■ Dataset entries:
--- --- ---
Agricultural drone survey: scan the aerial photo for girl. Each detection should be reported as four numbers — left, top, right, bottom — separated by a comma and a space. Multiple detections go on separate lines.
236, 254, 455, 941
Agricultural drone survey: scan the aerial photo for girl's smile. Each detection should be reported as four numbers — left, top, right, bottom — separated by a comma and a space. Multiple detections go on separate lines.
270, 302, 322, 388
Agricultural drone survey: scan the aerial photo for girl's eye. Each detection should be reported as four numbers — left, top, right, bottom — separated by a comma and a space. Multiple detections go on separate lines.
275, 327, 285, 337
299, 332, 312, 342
--- --- ---
■ About this exercise:
Which lines run from the one containing "Agricultural drone survey: scan the aerial photo for girl's eye." to the end of the entries above? Quote exactly those, and only those.

■ Exercise solution:
Agricultural drone survey: scan the aerial photo for girl's eye. Each detection should be reported as four numbers — left, top, right, bottom — separated by a comma and a space. Multiple detections go on separate lines.
275, 327, 285, 337
299, 332, 312, 342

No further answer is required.